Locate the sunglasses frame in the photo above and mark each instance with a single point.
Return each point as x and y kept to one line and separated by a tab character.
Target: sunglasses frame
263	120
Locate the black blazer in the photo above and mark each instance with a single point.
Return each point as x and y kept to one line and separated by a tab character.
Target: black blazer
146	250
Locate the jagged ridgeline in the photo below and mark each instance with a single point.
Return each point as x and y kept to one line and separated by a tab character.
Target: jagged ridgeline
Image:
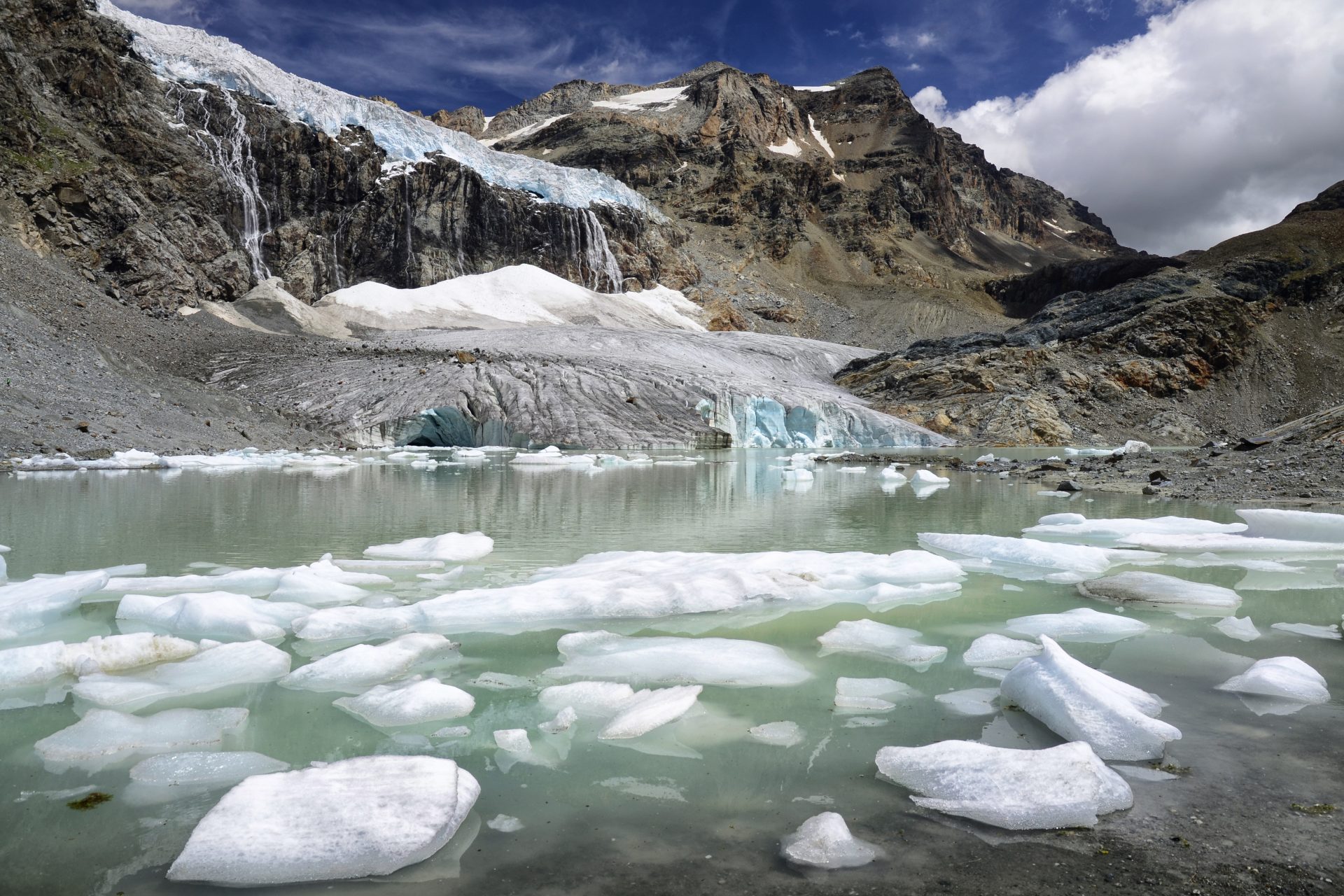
182	167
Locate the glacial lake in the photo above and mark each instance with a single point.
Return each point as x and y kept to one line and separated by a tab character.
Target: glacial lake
704	794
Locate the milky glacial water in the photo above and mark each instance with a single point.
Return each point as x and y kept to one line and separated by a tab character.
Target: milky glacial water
610	812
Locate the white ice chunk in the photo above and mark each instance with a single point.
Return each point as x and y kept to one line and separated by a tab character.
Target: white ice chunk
409	703
972	701
1030	558
1297	526
359	668
1241	629
650	710
105	736
351	818
824	841
1078	625
203	769
999	650
454	547
512	741
1081	703
219	615
711	662
27	606
878	640
225	665
1331	633
1065	786
505	824
1281	678
1154	587
876	695
777	734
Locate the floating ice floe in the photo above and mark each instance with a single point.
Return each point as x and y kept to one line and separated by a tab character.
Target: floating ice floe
1166	590
257	582
1241	629
359	668
1028	558
650	710
971	701
640	584
351	818
999	650
106	736
204	770
874	695
225	665
708	662
1078	625
876	640
777	734
824	841
1331	631
1066	786
454	547
1075	527
27	606
1285	679
504	824
409	703
219	615
1297	526
1081	703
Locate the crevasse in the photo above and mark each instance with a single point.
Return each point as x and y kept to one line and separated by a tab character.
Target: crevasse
190	55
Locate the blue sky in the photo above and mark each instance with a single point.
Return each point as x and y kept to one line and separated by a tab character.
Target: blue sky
444	54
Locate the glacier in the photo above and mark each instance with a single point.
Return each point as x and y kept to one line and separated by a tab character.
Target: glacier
192	57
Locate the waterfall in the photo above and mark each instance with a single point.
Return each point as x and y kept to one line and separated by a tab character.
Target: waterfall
232	155
601	264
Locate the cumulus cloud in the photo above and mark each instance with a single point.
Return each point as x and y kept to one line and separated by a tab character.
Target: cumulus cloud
1217	120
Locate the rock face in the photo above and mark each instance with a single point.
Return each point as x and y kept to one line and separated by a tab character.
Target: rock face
● ● ● ● ●
# Brief:
Letter for letter, reproduce every record above and skip the pictures.

# Response area:
Locate the sunglasses frame in the photo above and mark each instance with a single point.
Return each point as x and y kept to one line and separated by a tab character.
Target: sunglasses frame
263	120
Locate the black blazer in the photo above and mark each instance with a single point.
Return each point as x and y kept to one line and separated by a tab character.
Target: black blazer
146	250
Locate the jagged ridgeline in the photo below and mark each instance with a single point.
Return each point as x and y kept to one line and separated by a tab character.
Target: jagged ridgeline
Image:
182	167
Locate the glacial lake in the photo above and mark each instance with a single point.
Return each point as x and y kept to one line and separated by a tab character.
Target: glacial lake
704	794
Locate the milky glacial water in the photo above and mark each instance with a single point.
Return each point as x and y kept to one line and separated by a tab character.
Target: milky glacial water
610	812
Locate the white ice chunk in the photo above and mark each instance with a single point.
Return each point as x and y kept to one line and separated by a tab character.
Target: white ice chunk
409	703
972	701
1030	558
1297	526
359	668
1241	629
650	710
105	736
351	818
824	841
1078	625
203	769
999	650
454	547
512	741
1081	703
219	615
711	662
27	606
878	640
225	665
1331	633
1065	786
505	824
1281	678
1154	587
876	695
777	734
Locate the floating ice floe in the photo above and mark each instance with a single point.
Return each point as x and y kept to one line and separated by a tab character.
Target: floating ice floe
1166	590
257	582
1241	629
359	668
1028	558
650	710
971	701
640	584
351	818
999	650
106	736
204	770
874	695
225	665
708	662
1078	625
876	640
777	734
824	841
1331	631
1066	786
454	547
1075	527
27	606
1285	679
504	824
409	703
219	615
1297	526
1081	703
Locate the crevasse in the photo above and mark each instance with a single point.
Return each point as x and y kept to one line and separated by a tab character.
Target: crevasse
190	55
Locate the blue sky in the photo above and mark each instance with a single point.
Return each point as x and y kept to one line and separated by a tab character.
Target: blue sky
444	54
Locate the glacier in the photo above and mark each instance with a single point.
Return each point as x and y kept to one line and separated by a tab character.
Target: glacier
192	57
Locate the waterfall in the photo above and mark each instance with a single point.
Return each point as x and y kept to one line and separated by a tab character.
Target: waterfall
232	155
601	264
Locate the cumulus cloud in the photo above and mark each instance with a single point.
Return each point as x and y kept to one line and separated by a tab character.
Target: cumulus cloud
1217	120
Locate the rock face in the photo above and mark each instance with a single point.
Return each point as x and y kept to one line and separated by a tab character.
Target: rock face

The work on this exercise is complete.